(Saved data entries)
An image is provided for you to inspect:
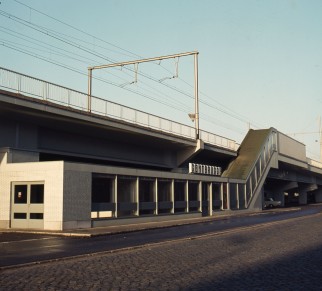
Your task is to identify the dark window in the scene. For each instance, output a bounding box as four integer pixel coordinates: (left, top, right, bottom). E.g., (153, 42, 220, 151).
(30, 184, 44, 204)
(158, 180, 171, 202)
(92, 177, 114, 203)
(139, 178, 155, 202)
(189, 181, 199, 201)
(30, 213, 44, 220)
(202, 183, 209, 201)
(174, 180, 186, 201)
(118, 177, 136, 203)
(14, 213, 27, 219)
(14, 185, 27, 204)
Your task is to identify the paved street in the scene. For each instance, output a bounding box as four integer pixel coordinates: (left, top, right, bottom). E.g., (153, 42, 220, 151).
(0, 206, 318, 268)
(1, 212, 322, 290)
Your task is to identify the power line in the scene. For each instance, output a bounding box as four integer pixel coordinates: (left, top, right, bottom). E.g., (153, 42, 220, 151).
(176, 74, 264, 128)
(12, 0, 180, 80)
(1, 37, 246, 135)
(0, 26, 105, 65)
(0, 26, 192, 112)
(0, 10, 114, 63)
(0, 10, 197, 102)
(0, 6, 256, 135)
(13, 0, 139, 59)
(1, 42, 192, 114)
(5, 3, 257, 127)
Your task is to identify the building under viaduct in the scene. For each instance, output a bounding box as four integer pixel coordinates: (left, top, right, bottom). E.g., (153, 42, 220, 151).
(1, 67, 322, 230)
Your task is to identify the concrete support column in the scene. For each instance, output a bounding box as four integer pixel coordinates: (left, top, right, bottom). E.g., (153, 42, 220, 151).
(299, 190, 308, 205)
(209, 183, 213, 217)
(185, 180, 189, 213)
(236, 184, 240, 210)
(154, 178, 158, 215)
(315, 188, 322, 203)
(171, 179, 174, 214)
(114, 175, 118, 218)
(198, 181, 202, 212)
(244, 183, 247, 209)
(136, 177, 139, 216)
(226, 183, 230, 210)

Your goal: With the pictures omitted, the entries are to be transcribed in full, exactly as they appear.

Result of this task:
An image is provided for you to inspect:
Your task is to identify the dark window in the scene. For each instance, output a bounding box as four integer pixel coordinates: (left, top, right, bottom). E.g., (153, 42, 220, 151).
(30, 184, 44, 204)
(158, 180, 171, 202)
(92, 177, 114, 203)
(139, 178, 155, 202)
(189, 181, 199, 201)
(30, 213, 44, 220)
(202, 183, 209, 201)
(174, 180, 186, 201)
(118, 177, 136, 203)
(14, 213, 27, 219)
(14, 185, 27, 204)
Your task is to identify the paved street in the scene. For each instance, output a bounding box as four integer pixel coordinates: (left, top, right, bottom). E.g., (153, 42, 220, 151).
(0, 206, 318, 268)
(1, 212, 322, 290)
Your task is to identify the power line in the scene. For each instance, output a bounding box as four integer pixel coordinates: (left, top, right, bottom). E.g., (153, 42, 220, 151).
(176, 74, 264, 128)
(12, 0, 180, 80)
(1, 37, 246, 135)
(0, 26, 105, 65)
(0, 26, 192, 112)
(0, 10, 114, 63)
(0, 10, 197, 102)
(0, 6, 256, 135)
(13, 0, 139, 59)
(1, 42, 192, 114)
(5, 3, 257, 127)
Your task is to identify the building under viaduct in the scene. For each instance, output a bounding box as four integer pixel coordinates: (left, top, right, bottom). E.g., (153, 42, 220, 151).
(1, 67, 322, 230)
Your task is to identify the concrete support column in the scene. For each instance, output a bounding box as four integer pixel coordinates: (left, top, right, bottom). E.g., (153, 42, 220, 151).
(299, 190, 308, 205)
(209, 183, 213, 217)
(185, 180, 189, 213)
(236, 184, 240, 210)
(154, 178, 158, 215)
(315, 188, 322, 203)
(171, 179, 174, 214)
(114, 175, 118, 218)
(198, 181, 202, 212)
(244, 183, 247, 209)
(136, 177, 139, 216)
(226, 183, 230, 210)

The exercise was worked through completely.